Revise all of the data below by replacing every "ring rule" with "fill rule" and leaving everything else unchanged. Leave the pictures out of your answer.
***** Data rows *****
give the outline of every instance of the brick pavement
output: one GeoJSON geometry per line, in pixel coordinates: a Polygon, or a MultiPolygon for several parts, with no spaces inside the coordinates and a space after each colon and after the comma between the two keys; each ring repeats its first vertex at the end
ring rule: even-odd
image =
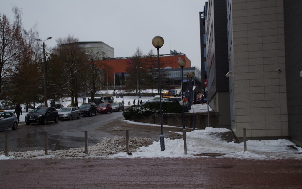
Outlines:
{"type": "Polygon", "coordinates": [[[224,158],[0,160],[1,188],[300,188],[302,160],[224,158]]]}

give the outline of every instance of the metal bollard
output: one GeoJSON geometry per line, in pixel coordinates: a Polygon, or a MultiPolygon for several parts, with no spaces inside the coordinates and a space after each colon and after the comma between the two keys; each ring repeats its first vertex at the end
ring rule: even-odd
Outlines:
{"type": "Polygon", "coordinates": [[[8,134],[5,134],[5,156],[8,156],[8,134]]]}
{"type": "Polygon", "coordinates": [[[243,128],[243,150],[244,152],[246,151],[246,128],[243,128]]]}
{"type": "Polygon", "coordinates": [[[47,150],[47,132],[44,132],[44,153],[45,156],[48,155],[48,152],[47,150]]]}
{"type": "Polygon", "coordinates": [[[129,154],[129,131],[126,130],[126,153],[129,154]]]}
{"type": "Polygon", "coordinates": [[[184,147],[185,148],[185,154],[187,154],[187,134],[185,129],[182,130],[182,135],[183,136],[184,147]]]}
{"type": "Polygon", "coordinates": [[[87,131],[85,131],[85,153],[88,154],[88,135],[87,131]]]}

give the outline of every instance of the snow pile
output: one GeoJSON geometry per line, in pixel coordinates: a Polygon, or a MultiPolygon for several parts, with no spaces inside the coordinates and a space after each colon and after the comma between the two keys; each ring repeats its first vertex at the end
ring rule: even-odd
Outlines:
{"type": "MultiPolygon", "coordinates": [[[[187,132],[186,154],[184,154],[184,140],[182,138],[165,138],[165,150],[162,151],[160,140],[153,141],[149,138],[134,138],[129,139],[129,152],[132,153],[130,156],[126,153],[125,137],[115,137],[112,139],[105,137],[101,142],[88,146],[88,154],[85,154],[84,148],[48,151],[47,156],[44,156],[44,151],[40,150],[9,152],[9,156],[5,157],[5,152],[2,151],[0,152],[0,159],[101,156],[105,158],[194,158],[206,156],[255,159],[302,158],[302,148],[285,139],[248,140],[247,151],[244,152],[243,143],[229,142],[222,138],[224,135],[225,136],[229,134],[230,131],[227,129],[207,128],[204,130],[187,132]]],[[[180,135],[182,134],[182,133],[178,133],[180,135]]]]}
{"type": "MultiPolygon", "coordinates": [[[[88,154],[85,153],[85,148],[73,148],[68,150],[48,151],[48,157],[80,157],[95,156],[106,156],[120,153],[126,153],[126,139],[124,137],[115,137],[113,138],[105,137],[100,143],[88,146],[88,154]]],[[[153,140],[146,138],[130,138],[129,139],[129,151],[135,152],[141,146],[146,146],[153,143],[153,140]]],[[[33,158],[44,156],[44,150],[27,152],[9,152],[9,158],[33,158]]],[[[0,159],[5,155],[4,151],[0,152],[0,159]]]]}

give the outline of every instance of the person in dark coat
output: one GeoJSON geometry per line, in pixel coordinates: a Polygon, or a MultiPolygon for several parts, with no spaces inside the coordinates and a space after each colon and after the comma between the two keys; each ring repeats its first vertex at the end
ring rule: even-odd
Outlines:
{"type": "Polygon", "coordinates": [[[20,115],[22,115],[22,110],[21,107],[18,104],[17,104],[16,106],[16,109],[15,109],[15,112],[14,113],[17,113],[16,115],[17,116],[17,119],[18,119],[18,122],[20,122],[20,115]]]}

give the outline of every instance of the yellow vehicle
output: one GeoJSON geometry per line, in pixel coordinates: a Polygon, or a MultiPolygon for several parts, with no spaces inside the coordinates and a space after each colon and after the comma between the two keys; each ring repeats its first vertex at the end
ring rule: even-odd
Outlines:
{"type": "Polygon", "coordinates": [[[174,97],[175,96],[174,94],[172,94],[172,91],[171,90],[169,90],[169,91],[168,92],[165,91],[165,92],[164,93],[164,98],[174,97]]]}

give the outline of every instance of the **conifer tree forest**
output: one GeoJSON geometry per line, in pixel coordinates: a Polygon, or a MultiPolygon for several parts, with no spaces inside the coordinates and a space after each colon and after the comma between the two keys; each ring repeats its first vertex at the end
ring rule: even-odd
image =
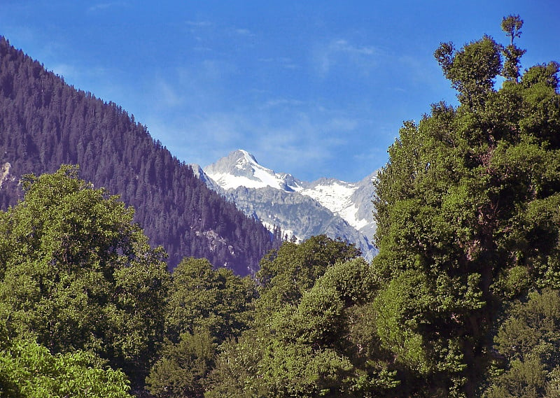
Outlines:
{"type": "MultiPolygon", "coordinates": [[[[505,45],[484,36],[435,50],[458,103],[433,104],[388,148],[371,263],[318,236],[267,248],[254,275],[196,253],[170,272],[130,204],[83,180],[83,166],[57,163],[73,163],[66,152],[113,155],[76,126],[57,160],[41,158],[54,170],[24,175],[18,201],[2,194],[0,396],[560,397],[560,64],[522,66],[522,25],[503,18],[505,45]]],[[[17,64],[6,46],[3,71],[17,64]]],[[[13,76],[43,76],[29,64],[13,76]]],[[[15,90],[6,76],[0,90],[17,92],[14,104],[83,106],[15,90]]],[[[97,115],[102,105],[80,109],[108,127],[128,120],[116,106],[97,115]]],[[[46,153],[29,134],[59,132],[75,113],[27,126],[12,147],[6,129],[38,120],[20,115],[0,118],[6,159],[46,153]]],[[[155,148],[164,155],[139,178],[172,170],[155,148]]],[[[126,178],[102,169],[102,180],[126,178]]]]}

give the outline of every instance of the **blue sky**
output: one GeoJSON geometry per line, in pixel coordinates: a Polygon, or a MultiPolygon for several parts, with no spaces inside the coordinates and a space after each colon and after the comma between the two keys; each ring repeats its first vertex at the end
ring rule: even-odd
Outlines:
{"type": "Polygon", "coordinates": [[[524,20],[522,66],[560,61],[560,1],[1,0],[0,34],[112,101],[181,160],[238,148],[313,180],[387,162],[404,120],[456,103],[433,57],[524,20]]]}

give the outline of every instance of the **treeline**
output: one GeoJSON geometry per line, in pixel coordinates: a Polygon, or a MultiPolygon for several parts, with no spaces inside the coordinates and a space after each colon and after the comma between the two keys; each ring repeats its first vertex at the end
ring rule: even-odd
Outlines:
{"type": "Polygon", "coordinates": [[[134,221],[153,246],[165,248],[170,269],[192,256],[246,275],[279,244],[279,236],[209,190],[134,116],[66,84],[3,37],[0,164],[4,209],[21,199],[23,174],[79,164],[83,178],[134,207],[134,221]]]}
{"type": "Polygon", "coordinates": [[[4,391],[560,396],[560,65],[522,72],[522,24],[504,19],[507,46],[436,50],[460,105],[389,148],[371,264],[320,236],[269,252],[254,280],[193,258],[169,274],[74,169],[27,178],[0,213],[4,391]]]}

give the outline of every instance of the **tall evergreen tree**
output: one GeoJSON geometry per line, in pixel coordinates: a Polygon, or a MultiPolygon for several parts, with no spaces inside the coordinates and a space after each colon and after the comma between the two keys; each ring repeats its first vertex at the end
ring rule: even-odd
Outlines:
*****
# The answer
give the outline of every instance of the brick pavement
output: one GeoJSON geometry per line, in pixel coordinates: a Polygon, or a MultiPolygon for several parts, with no spaces inside the coordinates and a space after each colon and after the comma between the two keys; each ring repeats its first vertex at the end
fill rule: even-odd
image =
Outlines:
{"type": "Polygon", "coordinates": [[[224,158],[0,160],[1,188],[300,188],[302,160],[224,158]]]}

give the outline of every instance of the metal bollard
output: one GeoJSON geometry per line, in pixel coordinates: a Polygon, or a MultiPolygon for several parts, with no spaces inside the coordinates and a space after each colon and after the comma between the two keys; each ring repeats its first vertex at the end
fill rule: even-odd
Outlines:
{"type": "Polygon", "coordinates": [[[8,134],[5,134],[5,156],[8,156],[8,134]]]}
{"type": "Polygon", "coordinates": [[[243,128],[243,150],[244,152],[246,151],[246,128],[243,128]]]}
{"type": "Polygon", "coordinates": [[[47,150],[47,132],[44,132],[44,153],[45,156],[48,155],[48,152],[47,150]]]}
{"type": "Polygon", "coordinates": [[[129,154],[129,131],[126,130],[126,153],[129,154]]]}
{"type": "Polygon", "coordinates": [[[184,147],[185,148],[185,154],[187,154],[187,134],[185,129],[182,130],[182,135],[183,136],[184,147]]]}
{"type": "Polygon", "coordinates": [[[87,131],[85,131],[85,153],[88,154],[88,135],[87,131]]]}

give the outline of every instance of the snow pile
output: one GeoJSON geometry per line, in pixel coordinates: a Polygon, or a MultiPolygon for several parts, with no spaces inside the coordinates and a space after each colon and after the comma between the two keys; each ring repeats its first vertex at the end
fill rule: even-odd
Outlines:
{"type": "MultiPolygon", "coordinates": [[[[187,132],[186,154],[184,154],[184,140],[182,138],[165,138],[165,150],[162,151],[160,140],[153,141],[149,138],[134,138],[129,139],[129,152],[132,153],[130,156],[126,153],[125,137],[115,137],[112,139],[105,137],[101,142],[88,146],[88,154],[85,154],[84,148],[48,151],[47,156],[44,156],[44,151],[40,150],[9,152],[9,156],[5,157],[5,152],[2,151],[0,152],[0,159],[101,156],[105,158],[194,158],[206,156],[255,159],[302,158],[302,148],[285,139],[248,140],[247,151],[244,152],[243,143],[229,142],[222,138],[224,135],[225,136],[229,134],[230,131],[227,129],[207,128],[204,130],[187,132]]],[[[180,135],[182,134],[182,133],[178,133],[180,135]]]]}
{"type": "MultiPolygon", "coordinates": [[[[88,154],[85,153],[85,148],[73,148],[68,150],[48,151],[48,157],[80,157],[95,156],[106,156],[120,153],[126,153],[126,139],[124,137],[115,137],[113,138],[105,137],[100,143],[88,146],[88,154]]],[[[153,140],[146,138],[130,138],[129,139],[129,151],[135,152],[141,146],[146,146],[153,143],[153,140]]],[[[33,158],[44,156],[44,150],[27,152],[9,152],[9,158],[33,158]]],[[[0,159],[5,155],[4,151],[0,152],[0,159]]]]}

give the outline of every instance of the person in dark coat
output: one GeoJSON geometry per line, in pixel coordinates: a Polygon, or a MultiPolygon for several parts, with no spaces inside the coordinates and a space after each colon and after the comma between the two keys; each ring repeats its first vertex at the end
fill rule: even-odd
Outlines:
{"type": "Polygon", "coordinates": [[[20,115],[22,115],[22,110],[21,107],[18,104],[17,104],[16,106],[16,109],[15,109],[15,112],[14,113],[17,113],[16,115],[17,116],[17,119],[18,119],[18,122],[20,122],[20,115]]]}

give the outline of every instance of the yellow vehicle
output: one GeoJSON geometry per line, in pixel coordinates: a Polygon, or a MultiPolygon for several parts, with no spaces inside the coordinates and a space after each colon and after the comma between the two keys; each ring repeats its first vertex at the end
fill rule: even-odd
Outlines:
{"type": "Polygon", "coordinates": [[[174,97],[175,96],[174,94],[172,94],[172,91],[171,90],[169,90],[169,91],[168,92],[165,91],[165,92],[164,93],[164,98],[174,97]]]}

give the outline of every instance of the **conifer tree forest**
output: one GeoJSON geometry per line, in pixel coordinates: a Polygon, or a MultiPolygon for several parts, with no spaces inside the coordinates and a space after each colon and after the comma between the two keys; each ring repeats its first vertex at the end
fill rule: even-odd
image =
Outlines:
{"type": "MultiPolygon", "coordinates": [[[[505,45],[484,36],[435,50],[458,103],[433,104],[388,148],[371,263],[318,236],[267,248],[254,275],[196,253],[170,272],[130,204],[83,180],[83,166],[57,163],[73,163],[66,152],[113,155],[76,126],[57,160],[41,158],[54,170],[24,175],[18,201],[2,194],[0,396],[560,397],[560,64],[522,66],[522,25],[503,18],[505,45]]],[[[17,64],[6,46],[3,71],[17,64]]],[[[13,76],[43,76],[29,64],[13,76]]],[[[15,90],[6,76],[0,90],[17,92],[14,104],[83,106],[15,90]]],[[[97,115],[102,105],[80,109],[108,127],[128,120],[116,106],[97,115]]],[[[46,153],[29,134],[59,132],[75,113],[27,126],[12,147],[6,129],[38,120],[20,115],[0,118],[6,159],[46,153]]],[[[155,148],[164,155],[139,178],[172,170],[155,148]]],[[[126,178],[102,169],[102,180],[126,178]]]]}

give the outline of every instance of the **blue sky**
output: one GeoJSON geometry per line, in pixel coordinates: a Polygon, or a MultiPolygon for several parts, with no spaces inside the coordinates and a space after each colon and after the comma between the two keys; each ring repeats its first vertex at the end
fill rule: even-odd
Outlines:
{"type": "Polygon", "coordinates": [[[524,20],[522,66],[560,61],[560,1],[1,0],[0,34],[112,101],[181,160],[238,148],[313,180],[387,162],[404,120],[456,103],[433,57],[524,20]]]}

give the outline of every instance of the **treeline**
output: one GeoJSON geometry per line, in pixel coordinates: a Polygon, or a MultiPolygon for several parts, with no spaces inside the coordinates and a space after each colon and after the comma between the two keys; each ring repeats its first vertex at the end
fill rule: even-odd
Outlines:
{"type": "Polygon", "coordinates": [[[134,221],[153,246],[165,248],[170,269],[192,256],[246,275],[279,244],[279,236],[209,190],[134,116],[66,84],[3,37],[0,164],[4,209],[21,199],[23,174],[79,164],[83,178],[134,207],[134,221]]]}
{"type": "Polygon", "coordinates": [[[4,391],[560,396],[560,65],[522,72],[522,24],[504,19],[507,46],[436,50],[460,105],[389,148],[371,264],[320,236],[269,252],[254,280],[193,258],[169,274],[74,169],[27,178],[0,213],[4,391]]]}

give the outline of every instance of the **tall evergreen tree**
output: one GeoJSON geometry per line, in pixel coordinates: a Polygon, or a MultiPolygon for several parts, with no spaces inside the coordinates and a space after each colon and after the comma between the two keys; each ring repeats its first vertex at the end
fill rule: even-odd
Outlines:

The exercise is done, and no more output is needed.